▶ [Problem details]:
Please reproduce all of the entries exactly, without omitting any.

▶ [The data]:
%%
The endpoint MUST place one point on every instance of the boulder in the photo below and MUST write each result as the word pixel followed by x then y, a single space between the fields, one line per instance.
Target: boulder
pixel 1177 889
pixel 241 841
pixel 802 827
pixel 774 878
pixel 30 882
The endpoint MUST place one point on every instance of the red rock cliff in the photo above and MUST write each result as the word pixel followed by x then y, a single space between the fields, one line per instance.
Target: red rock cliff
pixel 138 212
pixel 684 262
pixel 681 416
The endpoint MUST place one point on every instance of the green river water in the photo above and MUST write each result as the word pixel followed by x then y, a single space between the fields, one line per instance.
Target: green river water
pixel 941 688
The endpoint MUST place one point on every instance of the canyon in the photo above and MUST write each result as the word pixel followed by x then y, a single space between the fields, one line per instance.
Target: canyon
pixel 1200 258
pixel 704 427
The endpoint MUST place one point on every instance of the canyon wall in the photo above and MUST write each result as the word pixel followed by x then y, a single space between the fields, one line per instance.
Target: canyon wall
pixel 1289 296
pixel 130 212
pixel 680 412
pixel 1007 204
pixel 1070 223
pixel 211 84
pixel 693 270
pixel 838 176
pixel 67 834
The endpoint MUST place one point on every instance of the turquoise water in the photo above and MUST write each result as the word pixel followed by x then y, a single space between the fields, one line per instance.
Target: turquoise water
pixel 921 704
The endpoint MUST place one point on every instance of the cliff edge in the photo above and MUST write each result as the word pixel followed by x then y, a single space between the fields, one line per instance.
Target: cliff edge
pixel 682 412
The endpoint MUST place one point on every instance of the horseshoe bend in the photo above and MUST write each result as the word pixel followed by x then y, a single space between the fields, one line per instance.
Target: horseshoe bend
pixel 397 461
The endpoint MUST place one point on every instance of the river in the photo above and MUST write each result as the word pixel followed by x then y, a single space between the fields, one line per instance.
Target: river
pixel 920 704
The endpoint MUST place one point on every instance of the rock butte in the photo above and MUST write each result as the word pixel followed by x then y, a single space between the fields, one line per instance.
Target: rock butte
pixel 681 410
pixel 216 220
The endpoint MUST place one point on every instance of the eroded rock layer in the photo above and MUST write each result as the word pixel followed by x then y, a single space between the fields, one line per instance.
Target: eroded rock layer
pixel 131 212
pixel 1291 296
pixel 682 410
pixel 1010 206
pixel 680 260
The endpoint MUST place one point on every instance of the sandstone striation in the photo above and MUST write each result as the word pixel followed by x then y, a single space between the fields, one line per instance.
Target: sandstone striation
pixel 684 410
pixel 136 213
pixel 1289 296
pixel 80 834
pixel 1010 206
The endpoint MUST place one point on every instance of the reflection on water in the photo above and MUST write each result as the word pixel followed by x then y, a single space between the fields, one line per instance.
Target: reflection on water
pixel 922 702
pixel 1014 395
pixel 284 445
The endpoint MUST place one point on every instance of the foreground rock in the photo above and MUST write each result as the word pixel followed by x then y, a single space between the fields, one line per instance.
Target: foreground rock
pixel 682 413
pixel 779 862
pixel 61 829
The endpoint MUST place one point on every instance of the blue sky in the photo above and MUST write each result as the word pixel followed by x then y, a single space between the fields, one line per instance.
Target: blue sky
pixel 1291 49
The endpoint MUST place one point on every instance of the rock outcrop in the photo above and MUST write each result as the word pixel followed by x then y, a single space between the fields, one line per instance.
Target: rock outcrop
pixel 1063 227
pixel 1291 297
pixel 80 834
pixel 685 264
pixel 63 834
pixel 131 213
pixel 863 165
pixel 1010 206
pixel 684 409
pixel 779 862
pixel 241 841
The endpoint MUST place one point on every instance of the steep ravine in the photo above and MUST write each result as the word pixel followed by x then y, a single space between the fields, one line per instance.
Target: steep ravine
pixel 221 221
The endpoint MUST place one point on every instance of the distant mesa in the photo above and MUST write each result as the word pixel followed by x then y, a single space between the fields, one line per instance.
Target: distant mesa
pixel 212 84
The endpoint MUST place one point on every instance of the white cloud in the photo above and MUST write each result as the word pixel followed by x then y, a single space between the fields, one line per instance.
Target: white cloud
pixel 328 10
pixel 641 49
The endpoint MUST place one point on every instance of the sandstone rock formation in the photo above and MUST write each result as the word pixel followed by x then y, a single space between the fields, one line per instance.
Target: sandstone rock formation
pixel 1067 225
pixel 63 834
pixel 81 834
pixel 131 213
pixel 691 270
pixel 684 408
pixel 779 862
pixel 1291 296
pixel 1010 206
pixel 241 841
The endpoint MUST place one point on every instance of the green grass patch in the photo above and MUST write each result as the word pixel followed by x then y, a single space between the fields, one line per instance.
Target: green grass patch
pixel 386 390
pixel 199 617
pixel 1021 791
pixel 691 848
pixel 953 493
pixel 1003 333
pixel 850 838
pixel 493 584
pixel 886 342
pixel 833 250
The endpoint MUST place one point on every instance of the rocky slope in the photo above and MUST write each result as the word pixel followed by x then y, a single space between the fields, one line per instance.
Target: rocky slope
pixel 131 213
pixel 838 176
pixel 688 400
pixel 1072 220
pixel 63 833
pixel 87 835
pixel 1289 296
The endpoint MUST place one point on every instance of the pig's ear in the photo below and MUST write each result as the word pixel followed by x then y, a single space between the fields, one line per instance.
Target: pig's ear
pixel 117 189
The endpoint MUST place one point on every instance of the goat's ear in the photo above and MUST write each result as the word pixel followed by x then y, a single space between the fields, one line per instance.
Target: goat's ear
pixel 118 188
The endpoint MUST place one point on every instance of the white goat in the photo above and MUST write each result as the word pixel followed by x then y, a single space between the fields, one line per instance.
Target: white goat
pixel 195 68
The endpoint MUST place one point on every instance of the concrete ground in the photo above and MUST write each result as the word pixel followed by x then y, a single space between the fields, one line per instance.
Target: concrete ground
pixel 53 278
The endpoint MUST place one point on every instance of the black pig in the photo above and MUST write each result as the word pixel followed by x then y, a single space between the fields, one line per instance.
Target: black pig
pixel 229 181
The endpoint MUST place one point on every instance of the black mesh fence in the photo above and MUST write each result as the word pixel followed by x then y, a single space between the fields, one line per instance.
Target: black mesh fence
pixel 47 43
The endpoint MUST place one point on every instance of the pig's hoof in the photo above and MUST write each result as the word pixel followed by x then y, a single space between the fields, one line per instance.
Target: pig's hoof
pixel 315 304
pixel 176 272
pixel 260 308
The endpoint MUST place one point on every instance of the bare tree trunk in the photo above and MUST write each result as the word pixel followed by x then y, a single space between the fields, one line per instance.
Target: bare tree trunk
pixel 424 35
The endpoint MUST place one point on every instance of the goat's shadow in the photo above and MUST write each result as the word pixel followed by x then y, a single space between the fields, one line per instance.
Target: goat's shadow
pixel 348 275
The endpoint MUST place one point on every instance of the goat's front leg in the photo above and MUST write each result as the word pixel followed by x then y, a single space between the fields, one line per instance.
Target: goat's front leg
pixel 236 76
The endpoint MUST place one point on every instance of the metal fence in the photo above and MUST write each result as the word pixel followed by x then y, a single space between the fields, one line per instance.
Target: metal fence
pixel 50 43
%%
▶ [Task answer]:
The endpoint MUST place one point on every instance of the boulder in the photo below and MUST write each result as the word pixel followed by x then y, a single space between the fields, one line per instance.
Target: boulder
pixel 1177 889
pixel 241 841
pixel 802 827
pixel 774 878
pixel 30 882
The endpoint MUST place one point on every instance of the red rock cliff in the photo above and MUST write each result as the word pixel followed by x then y, a single space between the fields, one line per instance.
Target: red rock cliff
pixel 138 212
pixel 684 262
pixel 681 416
The endpoint MUST place one point on every instance of the green river water in the photo above and MUST write each result as the word pixel followed by x then y, a single space between the fields, one line per instance.
Target: green river water
pixel 941 688
The endpoint MUST place one point on every instance of the canyon in the photo above and MUST write each result as the word pixel followed by x then y, a single space between the fields, one line per instance.
Target: canyon
pixel 1200 258
pixel 704 427
The endpoint MUST place one point on every instance of the canyon wall in the photo above and MUST write each result as the word pixel followed by x then y, a single space between the fields, one line per instance.
Target: canyon wall
pixel 1289 296
pixel 130 212
pixel 680 412
pixel 1007 204
pixel 1070 223
pixel 211 84
pixel 693 270
pixel 838 176
pixel 67 834
The endpoint MUST place one point on every instance of the turquoise water in the photo above and MUST write each result as the word pixel followed by x then y, a single space between the fields, one line per instance.
Target: turquoise water
pixel 921 704
The endpoint MUST place one point on every instance of the cliff edge in the photo above and MUST write each result as the word pixel followed by x then y, a single space between the fields, one line per instance.
Target: cliff edge
pixel 682 412
The endpoint MUST place one point on every instance of the horseshoe bend in the photo above and MUST write each result as the word pixel followed by x then y, a single space between the fields, one line per instance.
Target: horseshoe bend
pixel 397 461
The endpoint MUST place one point on every instance of the river in the photo above and MUST write each result as the word pixel followed by x then y, a single space between the fields, one line per instance.
Target: river
pixel 920 704
The endpoint MUST place one point on every instance of the rock butte in the photo above and MUST write each result as the word pixel followed by x then y, a single space between the fields, one line per instance.
Target: rock butte
pixel 681 410
pixel 216 220
The endpoint MUST place one point on every instance of the eroded rock layer in the photo above and MUST write each result as the word pixel followed by x then y, a single space between the fields, one line per instance.
Target: eroded rock layer
pixel 131 212
pixel 1291 296
pixel 682 410
pixel 1010 206
pixel 680 260
The endpoint MUST place one point on every instance of the sandstone striation in the photo above and MUST write each result as the word pixel followed by x then y, a single space between the fields, one line per instance.
Target: sandstone striation
pixel 684 410
pixel 136 213
pixel 1289 296
pixel 80 834
pixel 1010 206
The endpoint MUST place one point on every instance of the reflection on water in the photo above and MUST write each result as the word pixel followed by x then y, a single space between the fields, one line per instance.
Target: reflection on water
pixel 922 702
pixel 1014 395
pixel 284 445
The endpoint MUST place one point on every instance of the foreground rock in the photo above and MUST write each result as the word pixel followed by x then y, a single space between the fields, one line per instance.
Target: foreground rock
pixel 682 413
pixel 779 862
pixel 61 829
The endpoint MUST place one point on every instance of the blue sky in the photo above and MUST write each result as the word pixel followed by x then y, a single space between the fields, one line per instance.
Target: blue sky
pixel 1291 49
The endpoint MUST place one point on every instance of the rock outcrop in the photo above and MUST write each result as the word pixel followed by x then y, a single space between the fields, one line per instance.
Target: rock outcrop
pixel 1063 227
pixel 1291 297
pixel 80 834
pixel 685 264
pixel 63 834
pixel 131 213
pixel 863 165
pixel 1010 206
pixel 684 409
pixel 779 862
pixel 241 841
The endpoint MUST place one point on every instance of the steep ravine in the photo above and MUST write each result as the word pixel followed by x then y, a single space between the fields, one line per instance.
Target: steep ravine
pixel 221 221
The endpoint MUST place one point on every instance of the distant mesa in the photo above and MUST write each result as the word pixel followed by x then y, a single space between the fields, one line per instance.
Target: distant mesa
pixel 212 84
The endpoint MUST place one point on every instance of the white cloud in the photo above and MUST write each result as the word pixel followed by x then y, a single space between the fields, one line per instance.
Target: white cloud
pixel 328 10
pixel 641 49
The endpoint MUST place one point on every instance of the sandstone rock formation in the photo above and MUST write each result as the word pixel followed by x then y, a single space between the fields, one line per instance.
Target: sandstone rock formation
pixel 1067 225
pixel 63 834
pixel 81 834
pixel 131 213
pixel 691 270
pixel 684 408
pixel 779 862
pixel 1291 296
pixel 1010 206
pixel 241 841
The endpoint MUST place one point on every instance of the green grass patch in the photo above and MUST write each result as the word pixel followed by x then y, a single space between the fields, one line per instance.
Target: green grass patch
pixel 386 390
pixel 199 617
pixel 1021 791
pixel 691 848
pixel 953 493
pixel 1003 333
pixel 850 838
pixel 493 584
pixel 886 342
pixel 833 250
The endpoint MUST place one point on every instance of the rocky slope in the photo above and MUST write each result as the word pixel followed by x then y, a single space between the fields, one line per instance.
Target: rocky slope
pixel 131 213
pixel 838 176
pixel 688 400
pixel 1072 220
pixel 63 833
pixel 87 835
pixel 1289 296
The endpoint MUST place one point on every instance of the pig's ear in the photo below and MUST write each result as the word pixel followed by x then y, a single space between the fields, one line per instance.
Target: pig's ear
pixel 117 189
The endpoint MUST place one point on every instance of the goat's ear in the photo above and MUST write each result as the word pixel followed by x then y, a single space between the fields, one line per instance.
Target: goat's ear
pixel 118 188
The endpoint MUST place one point on every instance of the white goat in the photo above and MUST write each result as the word pixel followed by x then y, a single space between the fields, one line per instance.
Target: white goat
pixel 195 68
The endpoint MUST place one point on every instance of the concrete ground in the photo above and MUST write each result as the word pixel followed by x then y, a single space between the fields, one line per instance.
Target: concrete ground
pixel 53 278
The endpoint MUST place one point on every instance of the black pig in the photo above and MUST write each result as the word pixel followed by x then y, a single space between the fields, one line per instance.
Target: black pig
pixel 229 181
The endpoint MUST place one point on every instance of the black mesh fence in the photo above and MUST write each result as the word pixel followed by x then y, a single space between the fields, one line per instance.
Target: black mesh fence
pixel 47 43
The endpoint MUST place one point on every instance of the pig's hoof in the photo above and MUST write each result as the word pixel followed by x then y, a single space between the fields, one line per instance.
Target: pig's hoof
pixel 315 304
pixel 176 272
pixel 260 308
The endpoint MUST place one point on every instance of the bare tree trunk in the photo above and MUST write each result as the word pixel followed by x then y, a single space between the fields, one line per instance.
Target: bare tree trunk
pixel 424 35
The endpoint MUST place one point on every instance of the goat's shadow in the photo above and MUST write each result as the word pixel followed by x then y, a single space between the fields, one line per instance.
Target: goat's shadow
pixel 348 275
The endpoint MUST place one point on every instance of the goat's front leg in the photo above and MUST write each result as the word pixel followed by x then y, a single space between the fields, one line per instance.
Target: goat's front leg
pixel 236 76
The endpoint MUST place one point on every instance of the metal fence in the photo above and MUST write each result as the word pixel followed by x then y, a single space between the fields, one line per instance.
Target: metal fence
pixel 50 43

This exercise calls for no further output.